> **YOUR ASSIGNMENT**
Word for word, transcribe the lines below and drop the pictures.

Natural language region descriptions:
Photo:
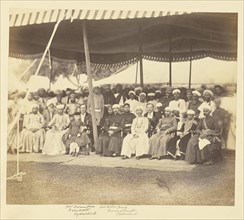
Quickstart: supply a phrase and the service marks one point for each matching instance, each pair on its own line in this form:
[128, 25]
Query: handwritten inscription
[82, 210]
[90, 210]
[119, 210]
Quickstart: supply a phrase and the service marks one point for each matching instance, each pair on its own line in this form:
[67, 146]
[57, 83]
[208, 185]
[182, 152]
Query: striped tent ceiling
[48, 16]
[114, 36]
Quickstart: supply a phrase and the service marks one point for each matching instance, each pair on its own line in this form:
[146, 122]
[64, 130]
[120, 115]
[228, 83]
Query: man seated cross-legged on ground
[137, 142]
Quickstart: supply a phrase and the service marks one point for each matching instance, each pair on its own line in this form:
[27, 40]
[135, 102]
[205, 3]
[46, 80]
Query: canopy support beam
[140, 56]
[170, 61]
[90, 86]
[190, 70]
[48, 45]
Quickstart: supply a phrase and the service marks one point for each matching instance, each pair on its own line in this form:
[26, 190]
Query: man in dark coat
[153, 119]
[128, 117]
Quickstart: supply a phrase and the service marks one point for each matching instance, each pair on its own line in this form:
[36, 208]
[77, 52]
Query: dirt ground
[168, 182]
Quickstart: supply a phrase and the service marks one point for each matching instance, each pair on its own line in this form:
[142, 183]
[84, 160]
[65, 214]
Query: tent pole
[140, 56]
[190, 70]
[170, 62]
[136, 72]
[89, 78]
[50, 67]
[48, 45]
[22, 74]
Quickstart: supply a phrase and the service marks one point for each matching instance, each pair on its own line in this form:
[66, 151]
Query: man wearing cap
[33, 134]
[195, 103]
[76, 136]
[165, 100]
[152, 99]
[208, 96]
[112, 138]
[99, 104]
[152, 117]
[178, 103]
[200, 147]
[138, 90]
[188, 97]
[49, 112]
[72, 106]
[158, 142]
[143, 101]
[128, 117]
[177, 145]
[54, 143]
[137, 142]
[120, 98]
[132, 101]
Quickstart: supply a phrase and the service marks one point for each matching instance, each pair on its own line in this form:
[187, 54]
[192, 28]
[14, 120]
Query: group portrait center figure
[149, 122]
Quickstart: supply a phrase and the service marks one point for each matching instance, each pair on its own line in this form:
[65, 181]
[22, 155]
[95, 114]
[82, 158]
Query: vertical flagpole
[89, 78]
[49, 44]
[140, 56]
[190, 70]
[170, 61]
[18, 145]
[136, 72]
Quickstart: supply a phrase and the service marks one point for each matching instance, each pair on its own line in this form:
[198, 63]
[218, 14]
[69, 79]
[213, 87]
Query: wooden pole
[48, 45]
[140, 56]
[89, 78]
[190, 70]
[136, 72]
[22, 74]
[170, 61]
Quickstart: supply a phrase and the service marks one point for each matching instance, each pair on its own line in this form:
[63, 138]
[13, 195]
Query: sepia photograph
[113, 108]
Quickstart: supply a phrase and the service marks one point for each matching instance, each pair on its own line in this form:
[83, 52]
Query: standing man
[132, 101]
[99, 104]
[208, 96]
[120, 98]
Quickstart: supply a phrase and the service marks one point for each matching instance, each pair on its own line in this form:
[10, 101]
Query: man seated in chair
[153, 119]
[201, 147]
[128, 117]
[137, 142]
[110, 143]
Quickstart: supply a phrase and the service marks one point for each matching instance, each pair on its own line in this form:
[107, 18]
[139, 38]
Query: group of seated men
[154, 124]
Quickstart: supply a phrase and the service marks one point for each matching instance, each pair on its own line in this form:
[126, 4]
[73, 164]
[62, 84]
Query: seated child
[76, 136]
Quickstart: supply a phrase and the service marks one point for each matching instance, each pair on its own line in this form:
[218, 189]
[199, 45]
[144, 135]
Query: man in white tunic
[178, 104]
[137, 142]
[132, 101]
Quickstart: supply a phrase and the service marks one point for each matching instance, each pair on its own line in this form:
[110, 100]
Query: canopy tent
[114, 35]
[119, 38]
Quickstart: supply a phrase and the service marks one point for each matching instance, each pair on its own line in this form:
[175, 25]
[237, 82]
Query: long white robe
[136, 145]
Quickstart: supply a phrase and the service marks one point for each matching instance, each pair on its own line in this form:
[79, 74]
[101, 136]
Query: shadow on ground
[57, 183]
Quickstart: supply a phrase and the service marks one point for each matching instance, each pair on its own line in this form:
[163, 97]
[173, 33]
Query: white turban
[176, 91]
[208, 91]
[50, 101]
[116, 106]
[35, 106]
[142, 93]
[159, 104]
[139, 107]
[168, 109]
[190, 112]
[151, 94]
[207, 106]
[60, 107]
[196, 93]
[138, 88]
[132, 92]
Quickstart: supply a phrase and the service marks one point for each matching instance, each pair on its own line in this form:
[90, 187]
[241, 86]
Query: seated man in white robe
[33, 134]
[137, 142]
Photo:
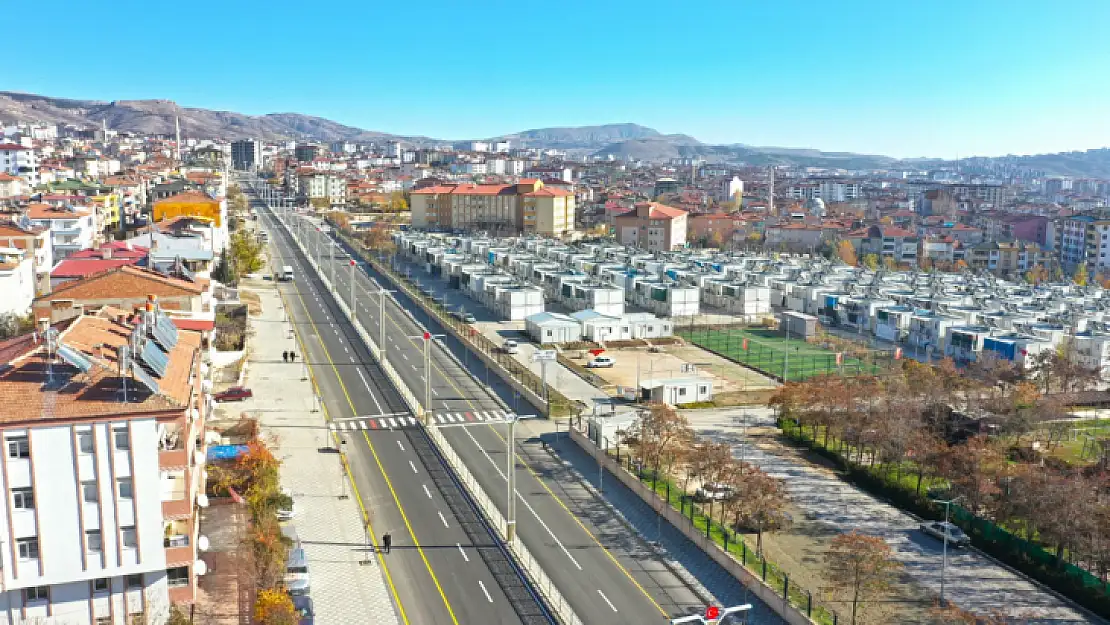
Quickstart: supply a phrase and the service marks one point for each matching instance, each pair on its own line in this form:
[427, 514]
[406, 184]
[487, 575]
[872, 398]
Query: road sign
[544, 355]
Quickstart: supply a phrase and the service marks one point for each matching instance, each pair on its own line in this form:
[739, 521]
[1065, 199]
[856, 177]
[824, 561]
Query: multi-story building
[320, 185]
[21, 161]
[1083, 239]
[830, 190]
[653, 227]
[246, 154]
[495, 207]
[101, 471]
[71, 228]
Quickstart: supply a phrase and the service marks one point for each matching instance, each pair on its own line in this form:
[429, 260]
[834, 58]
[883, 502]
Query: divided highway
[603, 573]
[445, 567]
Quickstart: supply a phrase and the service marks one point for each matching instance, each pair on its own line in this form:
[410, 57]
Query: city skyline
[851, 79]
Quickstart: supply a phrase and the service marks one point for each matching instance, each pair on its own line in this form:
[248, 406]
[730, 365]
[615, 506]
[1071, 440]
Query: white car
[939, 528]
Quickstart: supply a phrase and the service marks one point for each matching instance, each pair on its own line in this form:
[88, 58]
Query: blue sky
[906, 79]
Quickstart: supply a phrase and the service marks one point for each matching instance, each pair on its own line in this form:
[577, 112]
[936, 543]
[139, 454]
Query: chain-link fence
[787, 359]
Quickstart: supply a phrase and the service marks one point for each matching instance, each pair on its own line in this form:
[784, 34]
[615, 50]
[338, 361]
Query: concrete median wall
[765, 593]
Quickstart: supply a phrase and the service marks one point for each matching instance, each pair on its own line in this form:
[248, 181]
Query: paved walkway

> **PROBLEM SOLUTION**
Photo:
Quickstart: supply a phrase and the service marks one point for each matching instance, each pair on its own line in this form:
[128, 25]
Query: handwritten inscription
[82, 210]
[90, 210]
[119, 210]
Quickstart: supply a phrase and the service marks one point for each matching instance, each pair on its own line in this form:
[67, 146]
[57, 83]
[208, 185]
[182, 152]
Query: striped tent ceiling
[48, 16]
[114, 36]
Quickstart: supply a phrase and the service marks one point for each matching instance, each pair on its own line in this form:
[146, 122]
[64, 130]
[120, 115]
[228, 83]
Query: man seated cross-legged on ground
[137, 142]
Quickstart: supply a phrase and the service marks one point for each matching instance, each pair on its own line in this form:
[27, 40]
[135, 102]
[205, 3]
[46, 80]
Query: canopy support beam
[140, 56]
[170, 61]
[90, 86]
[190, 70]
[48, 45]
Quickstart: supply a phrase and the service marks one point for each matching instance, each pair on its own line in this form:
[26, 190]
Query: man in dark coat
[153, 119]
[128, 117]
Quickstart: supply a phrase and the service marks one point for each matching instance, each pair on its own line in this form:
[36, 208]
[77, 52]
Query: dirt ground
[168, 182]
Quickstart: supply a phrase and the service marks one point for each matching instance, each pair on its own line in this form:
[142, 183]
[84, 160]
[65, 214]
Query: tent pole
[140, 56]
[190, 70]
[170, 62]
[136, 72]
[89, 78]
[50, 67]
[48, 45]
[22, 74]
Quickstart: supply a phrase and the service marks one point for each matching instance, each pair on its own line in this form:
[66, 151]
Query: man wearing cap
[33, 134]
[195, 103]
[76, 136]
[165, 100]
[152, 99]
[208, 96]
[112, 138]
[99, 104]
[152, 117]
[178, 103]
[200, 147]
[138, 90]
[188, 97]
[49, 112]
[72, 106]
[158, 142]
[143, 101]
[128, 117]
[177, 145]
[54, 143]
[137, 142]
[120, 98]
[132, 101]
Quickstart: supply a phrase and the service marks one point for each matching instance, each pair on its own line in this form:
[187, 54]
[192, 28]
[14, 120]
Query: group portrait center figure
[149, 122]
Quickstart: supply a phrase and the service marks one point for each matching instance, each pair on its own line in this form:
[65, 181]
[22, 155]
[95, 114]
[82, 158]
Query: vertical flagpole
[89, 78]
[49, 44]
[140, 56]
[190, 70]
[170, 61]
[18, 145]
[136, 72]
Quickstart: supply a phrase and the service marks one point for each matching instance, each pair on its own line in this form:
[198, 63]
[218, 14]
[69, 79]
[213, 87]
Query: wooden pole
[48, 45]
[140, 56]
[89, 78]
[190, 70]
[136, 72]
[22, 74]
[170, 61]
Quickstart: supply a phrase and the service marks one point for each matching instance, each pair on its own line in this form:
[63, 138]
[13, 195]
Query: sepia photograph
[113, 108]
Quickstart: supply a phrase and the service marks one point for each matching instance, each pair on its own line in this form:
[83, 52]
Query: standing man
[132, 101]
[99, 104]
[208, 96]
[120, 98]
Quickstart: supply a phrase and the service marks one point for each matching instance, each pair on its own line in this form:
[10, 101]
Query: man seated in chair
[153, 119]
[201, 147]
[128, 117]
[137, 142]
[110, 143]
Quickstart: supply a phrase and the service marks one point for each matching instance, each pair on its own line in this form:
[107, 18]
[139, 38]
Query: group of seated men
[154, 124]
Quickstart: supply a phrase and the service marks one point for each matching instance, each pair on its own line in this form:
[126, 4]
[73, 164]
[62, 84]
Query: seated child
[76, 136]
Quickstart: supply a phrase and the service marks one point for each matching instance, each pair on its own line in this form:
[218, 189]
[199, 45]
[144, 135]
Query: man in white tunic
[178, 104]
[137, 142]
[132, 101]
Quickstart: supply a phrase and the service marks one point for each matching instance, each pair on its own line in this form:
[110, 100]
Query: canopy tent
[114, 35]
[119, 38]
Quickstart: supply a phrase and the service marks one point for each matching instance, each pair on its own line in this form:
[175, 25]
[237, 82]
Query: long white robe
[136, 145]
Quickstart: supply a phrase and the service marks one point for each matching instance, each pair on its own line in this form:
[79, 74]
[101, 136]
Query: shadow on ground
[57, 183]
Quickstart: supply a phrase and the service marks one point for each matching instance, each pair on its own line in this form:
[163, 97]
[173, 33]
Query: white turban
[176, 91]
[208, 91]
[50, 101]
[116, 106]
[35, 106]
[142, 93]
[159, 104]
[139, 107]
[168, 109]
[190, 112]
[151, 94]
[207, 106]
[60, 107]
[196, 93]
[138, 88]
[132, 92]
Quickstart: supply a phrase and the service marks one point for each matching instance, each pair on its own line in this form:
[90, 187]
[241, 86]
Query: seated man in white robe
[33, 134]
[137, 142]
Photo:
Quickstart: supply a phrase and the service marks one point for each matching instance, each pair on its own line in this form:
[427, 514]
[406, 184]
[487, 575]
[872, 398]
Query: road sign
[544, 355]
Quickstart: supply a phrase and the service marks one point for each matching instance, each pair on its own line in this form:
[739, 521]
[1065, 199]
[856, 177]
[824, 561]
Query: multi-story building
[320, 185]
[21, 161]
[1083, 239]
[830, 190]
[653, 227]
[246, 154]
[495, 207]
[101, 471]
[71, 228]
Quickstart: supply a phrase and the service marks one point for each matching instance, each pair on its own line in this form:
[429, 260]
[834, 58]
[883, 502]
Query: divided highway
[603, 573]
[445, 567]
Quickstart: supply a phrase and the service marks one point for each matching instance, each pair on its own line in this form:
[410, 57]
Query: city skyline
[851, 79]
Quickstart: supply a phrase and the service marks one point for each matching instance, each pair on its own line in this form:
[248, 406]
[730, 365]
[615, 506]
[1071, 440]
Query: white car
[939, 528]
Quickstart: supply a phrase and the service marks one point for each matching instance, each pair on its own line in this form:
[88, 58]
Query: blue sky
[906, 79]
Quickstart: supply a phrase and the service marks one point for each matching instance, each pair on its own line in this form:
[577, 112]
[936, 543]
[139, 454]
Query: chain-link fence
[787, 359]
Quickstart: supply a phrase and the service marks one point for each matching instance, each pair on its own line in this form:
[784, 34]
[615, 50]
[338, 361]
Query: concrete median wall
[765, 593]
Quickstart: supply a phrase and the service marks one point for each matching instance, each pair on its own line in this form:
[248, 181]
Query: paved walkway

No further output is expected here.